**** Dataset extract

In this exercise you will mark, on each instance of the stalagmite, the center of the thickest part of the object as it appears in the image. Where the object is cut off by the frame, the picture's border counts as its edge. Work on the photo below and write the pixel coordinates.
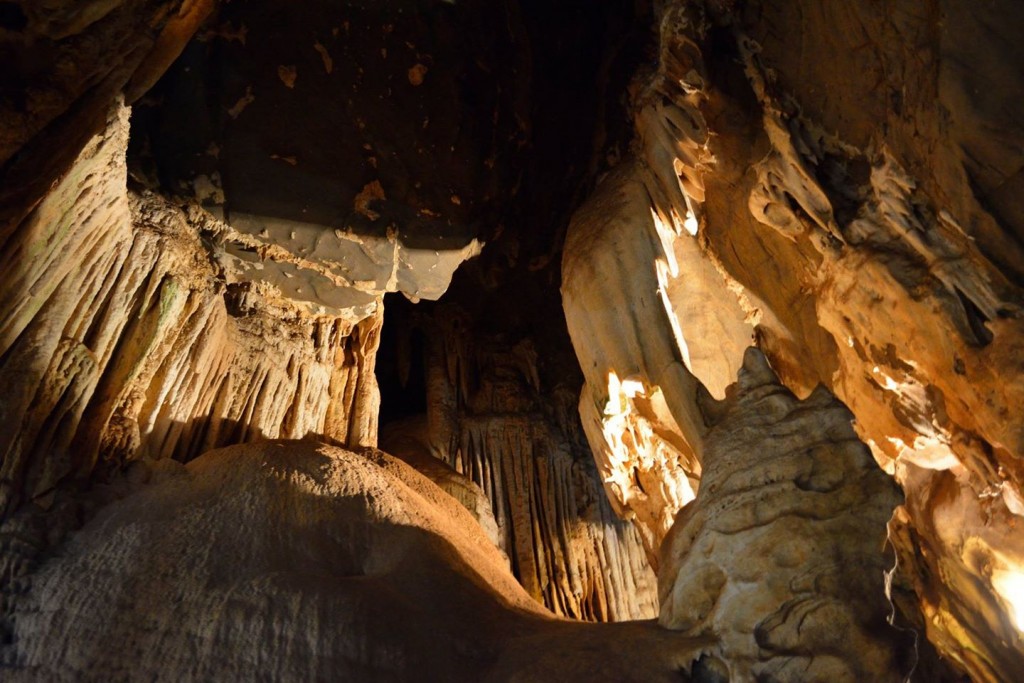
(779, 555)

********
**** Dataset extract

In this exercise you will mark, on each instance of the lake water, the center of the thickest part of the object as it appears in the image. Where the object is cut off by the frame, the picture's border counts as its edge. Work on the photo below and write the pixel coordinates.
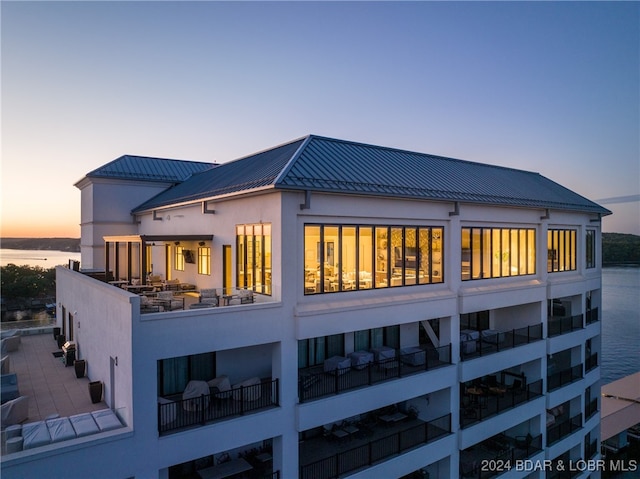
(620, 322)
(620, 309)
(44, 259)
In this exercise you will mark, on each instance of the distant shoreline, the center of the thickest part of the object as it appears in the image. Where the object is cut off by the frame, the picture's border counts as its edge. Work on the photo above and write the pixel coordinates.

********

(Work required) Word for word, repeat the lines above from the one with "of the lake" through the one with "above and write the pixel coordinates.", and nothing beyond them. Omit the pictures.

(Task answer)
In this exercise you will mark, on each instance of the lake water, the center of the thickest part of the object as it appears in the image. Where the object is cut off by the frame, the picture's border counts as its edge. Work on the photo below and write the pixel coordinates.
(620, 322)
(620, 309)
(44, 259)
In this exercise you will mark, on each instance of the distant shoreline, the center of the thickest part of the object as it appears in the image. Where the object is cut off by the frame, the picture's border counts as its edge. Work on the photo above and write the pixel coordinates.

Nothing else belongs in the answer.